◆ **Ejercicio planteado A**:
En el relato del viaje a Israel, ¿dónde estamparon el sello las autoridades en lugar de ponerlo en el pasaporte?
◆ **Ejercicio planteado B**:
Informa de cada línea del listado que contenga la palabra "shirt" y cópiala completa; se distingue entre mayúsculas y minúsculas.

◆ **Texto proporcionado**:
Ana era -y seguirá siendo-, buena chica. Tanto, que le costaba decir, que no, a cualquiera y afrontar situaciones de determinada conflictividad. Eso, en países amigos no supone ningún problema, cuando transitas por lugares cómodos, como Siria y Jordania o Palestina, pero sí lo es, cuando te encuentras en lugares más difíciles, como Israel y en pleno sabath.
De verdad, que disfrutamos, como críos, en la olvidada Siria e incluso y en Alepo, llegamos a conocer a otros tres madrileños, que visitaban el país no tanto por motivos culturales o monumentales, sino por treckings y playas.
Pero, volvamos otra vez, a aquella fatídica tarde del Viernes Santo de 2007. Al fin y siendo casi de noche, entramos en el estado de Israel. Al menos y fue en lo único, las autoridades fueron condescendientes con nosotros y no nos plantaron el sello en el pasaporte, sino en una cuartilla aparte. Si no lo sabéis, deciros , que muchos países árabes no aceptan y son inflexibles, documentos internacionales de identidad con rastros de haber visitado el país judío.
Ya en territorio sionista y aún con el alma en vilo descubrimos, que al haber comenzado el maldito sabath era imposible llegar a cualquier parte del país en transporte público. Tocaba, juntarse con más pasajeros y contratar un carísimo taxi compartido, a pagar en dólares, que nos dejó en la Puerta de Herodes de Jerusalén, después de haber estado esperándolo más de hora y media.
¡Vaya tarde y lo que quedaba por delante!.

[Datos de anotación de la ubicación de objetos]
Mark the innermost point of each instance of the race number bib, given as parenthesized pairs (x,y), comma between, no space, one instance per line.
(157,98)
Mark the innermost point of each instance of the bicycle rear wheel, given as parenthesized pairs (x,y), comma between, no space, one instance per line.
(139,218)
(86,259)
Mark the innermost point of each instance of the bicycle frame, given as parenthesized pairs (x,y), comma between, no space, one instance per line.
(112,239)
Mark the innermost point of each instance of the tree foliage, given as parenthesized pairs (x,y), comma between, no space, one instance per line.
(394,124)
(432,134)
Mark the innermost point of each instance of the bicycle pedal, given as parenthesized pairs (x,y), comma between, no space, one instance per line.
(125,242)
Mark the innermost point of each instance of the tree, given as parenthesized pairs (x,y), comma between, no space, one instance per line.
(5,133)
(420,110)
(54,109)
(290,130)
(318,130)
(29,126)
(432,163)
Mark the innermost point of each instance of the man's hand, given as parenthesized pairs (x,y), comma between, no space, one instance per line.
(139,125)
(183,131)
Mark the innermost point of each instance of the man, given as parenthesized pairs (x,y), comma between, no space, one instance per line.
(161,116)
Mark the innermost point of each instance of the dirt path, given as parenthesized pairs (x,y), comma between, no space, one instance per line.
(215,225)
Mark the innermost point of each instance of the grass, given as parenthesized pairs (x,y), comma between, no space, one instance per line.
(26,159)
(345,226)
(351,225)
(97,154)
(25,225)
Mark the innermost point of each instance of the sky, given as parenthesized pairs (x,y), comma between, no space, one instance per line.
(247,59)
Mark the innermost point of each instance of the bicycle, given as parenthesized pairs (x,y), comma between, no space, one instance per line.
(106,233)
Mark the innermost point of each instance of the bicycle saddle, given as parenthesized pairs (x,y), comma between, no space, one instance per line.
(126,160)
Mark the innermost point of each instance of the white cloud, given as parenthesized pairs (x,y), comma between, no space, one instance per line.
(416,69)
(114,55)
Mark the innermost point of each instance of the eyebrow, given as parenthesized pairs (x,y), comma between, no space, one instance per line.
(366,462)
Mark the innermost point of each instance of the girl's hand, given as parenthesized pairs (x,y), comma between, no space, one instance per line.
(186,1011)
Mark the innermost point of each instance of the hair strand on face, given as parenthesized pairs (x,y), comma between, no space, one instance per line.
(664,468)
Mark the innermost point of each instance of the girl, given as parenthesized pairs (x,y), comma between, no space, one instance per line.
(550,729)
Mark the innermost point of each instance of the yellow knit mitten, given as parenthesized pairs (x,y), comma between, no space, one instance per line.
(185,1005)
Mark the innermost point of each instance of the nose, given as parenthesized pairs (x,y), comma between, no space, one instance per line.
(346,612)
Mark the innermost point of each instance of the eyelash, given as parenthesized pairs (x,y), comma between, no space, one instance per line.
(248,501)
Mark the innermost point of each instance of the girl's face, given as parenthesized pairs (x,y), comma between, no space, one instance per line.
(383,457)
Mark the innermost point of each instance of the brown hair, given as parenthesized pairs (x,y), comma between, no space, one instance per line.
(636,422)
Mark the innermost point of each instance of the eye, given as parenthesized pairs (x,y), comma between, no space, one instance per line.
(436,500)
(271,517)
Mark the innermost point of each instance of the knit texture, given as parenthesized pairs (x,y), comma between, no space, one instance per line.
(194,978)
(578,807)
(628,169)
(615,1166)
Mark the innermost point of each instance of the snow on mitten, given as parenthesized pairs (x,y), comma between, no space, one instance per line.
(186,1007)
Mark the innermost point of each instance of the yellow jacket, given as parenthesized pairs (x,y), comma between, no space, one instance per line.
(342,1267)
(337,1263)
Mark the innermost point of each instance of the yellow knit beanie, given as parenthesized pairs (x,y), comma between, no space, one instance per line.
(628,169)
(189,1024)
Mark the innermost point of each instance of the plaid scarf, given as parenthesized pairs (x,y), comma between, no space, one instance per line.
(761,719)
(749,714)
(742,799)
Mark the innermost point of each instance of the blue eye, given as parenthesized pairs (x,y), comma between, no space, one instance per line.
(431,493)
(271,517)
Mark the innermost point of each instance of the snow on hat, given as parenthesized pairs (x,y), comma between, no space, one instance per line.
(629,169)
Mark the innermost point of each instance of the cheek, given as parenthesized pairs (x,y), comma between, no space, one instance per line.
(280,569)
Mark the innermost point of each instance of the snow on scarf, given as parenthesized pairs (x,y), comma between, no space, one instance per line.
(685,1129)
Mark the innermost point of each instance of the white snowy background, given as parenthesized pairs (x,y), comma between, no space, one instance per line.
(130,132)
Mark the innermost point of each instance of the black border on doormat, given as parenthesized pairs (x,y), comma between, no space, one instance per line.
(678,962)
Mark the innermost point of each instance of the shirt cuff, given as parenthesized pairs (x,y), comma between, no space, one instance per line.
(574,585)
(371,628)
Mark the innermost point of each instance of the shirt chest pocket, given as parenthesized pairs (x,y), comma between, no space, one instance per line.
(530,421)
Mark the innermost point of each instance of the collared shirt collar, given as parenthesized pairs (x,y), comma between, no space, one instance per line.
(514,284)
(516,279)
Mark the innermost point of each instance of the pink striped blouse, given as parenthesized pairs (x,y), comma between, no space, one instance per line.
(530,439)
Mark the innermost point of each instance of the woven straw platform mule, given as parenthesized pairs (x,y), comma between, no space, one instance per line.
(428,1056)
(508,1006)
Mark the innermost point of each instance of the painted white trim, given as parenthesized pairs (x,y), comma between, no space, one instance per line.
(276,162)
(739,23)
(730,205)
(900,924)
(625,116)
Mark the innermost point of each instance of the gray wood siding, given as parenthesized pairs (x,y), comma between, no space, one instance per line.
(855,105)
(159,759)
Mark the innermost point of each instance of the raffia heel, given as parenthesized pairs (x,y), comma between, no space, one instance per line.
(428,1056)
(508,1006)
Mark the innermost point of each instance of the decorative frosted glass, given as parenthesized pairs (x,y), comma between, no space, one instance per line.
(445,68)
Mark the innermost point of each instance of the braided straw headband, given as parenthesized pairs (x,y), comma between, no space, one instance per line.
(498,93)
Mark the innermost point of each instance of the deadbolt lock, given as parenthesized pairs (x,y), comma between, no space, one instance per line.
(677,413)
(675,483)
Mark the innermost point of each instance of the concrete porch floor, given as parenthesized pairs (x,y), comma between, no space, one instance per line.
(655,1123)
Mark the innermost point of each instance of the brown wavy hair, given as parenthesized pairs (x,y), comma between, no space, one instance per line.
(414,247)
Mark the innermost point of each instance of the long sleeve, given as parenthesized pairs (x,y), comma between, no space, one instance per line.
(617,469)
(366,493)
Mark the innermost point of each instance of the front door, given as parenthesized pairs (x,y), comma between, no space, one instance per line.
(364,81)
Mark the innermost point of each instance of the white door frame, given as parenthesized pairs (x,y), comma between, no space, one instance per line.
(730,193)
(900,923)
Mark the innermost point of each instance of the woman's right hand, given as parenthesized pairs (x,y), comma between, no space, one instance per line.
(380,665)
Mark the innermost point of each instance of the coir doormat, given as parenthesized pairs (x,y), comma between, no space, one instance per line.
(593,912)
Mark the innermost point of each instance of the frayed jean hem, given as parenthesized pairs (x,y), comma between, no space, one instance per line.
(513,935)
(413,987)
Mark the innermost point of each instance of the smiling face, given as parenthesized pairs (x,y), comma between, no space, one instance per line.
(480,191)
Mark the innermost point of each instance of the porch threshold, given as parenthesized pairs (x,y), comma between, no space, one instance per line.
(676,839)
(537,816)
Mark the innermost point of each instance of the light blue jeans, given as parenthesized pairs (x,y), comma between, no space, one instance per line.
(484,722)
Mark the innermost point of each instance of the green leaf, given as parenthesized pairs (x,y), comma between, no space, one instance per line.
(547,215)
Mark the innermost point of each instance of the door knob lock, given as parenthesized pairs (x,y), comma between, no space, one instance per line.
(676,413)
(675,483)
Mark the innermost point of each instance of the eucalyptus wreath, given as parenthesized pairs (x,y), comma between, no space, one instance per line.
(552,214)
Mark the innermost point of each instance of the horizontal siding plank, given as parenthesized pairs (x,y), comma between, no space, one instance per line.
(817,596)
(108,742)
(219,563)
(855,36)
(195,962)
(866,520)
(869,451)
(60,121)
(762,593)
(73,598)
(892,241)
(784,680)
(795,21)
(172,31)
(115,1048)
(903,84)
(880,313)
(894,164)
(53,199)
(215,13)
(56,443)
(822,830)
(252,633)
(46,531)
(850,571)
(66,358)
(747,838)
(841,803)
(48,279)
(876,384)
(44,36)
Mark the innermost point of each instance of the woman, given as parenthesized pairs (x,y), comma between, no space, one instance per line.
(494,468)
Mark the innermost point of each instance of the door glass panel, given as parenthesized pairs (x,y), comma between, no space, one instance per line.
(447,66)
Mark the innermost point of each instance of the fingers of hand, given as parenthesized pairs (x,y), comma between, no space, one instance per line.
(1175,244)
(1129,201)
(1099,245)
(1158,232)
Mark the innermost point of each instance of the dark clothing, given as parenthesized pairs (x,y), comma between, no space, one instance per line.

◆ **Respuesta completa A**:
En una cuartilla aparte.

◆ **Respuesta completa B**:
Mark the innermost point of each instance of the shirt cuff, given as parenthesized pairs (x,y), comma between, no space, one instance per line.
Mark the innermost point of each instance of the shirt chest pocket, given as parenthesized pairs (x,y), comma between, no space, one instance per line.
Mark the innermost point of each instance of the collared shirt collar, given as parenthesized pairs (x,y), comma between, no space, one instance per line.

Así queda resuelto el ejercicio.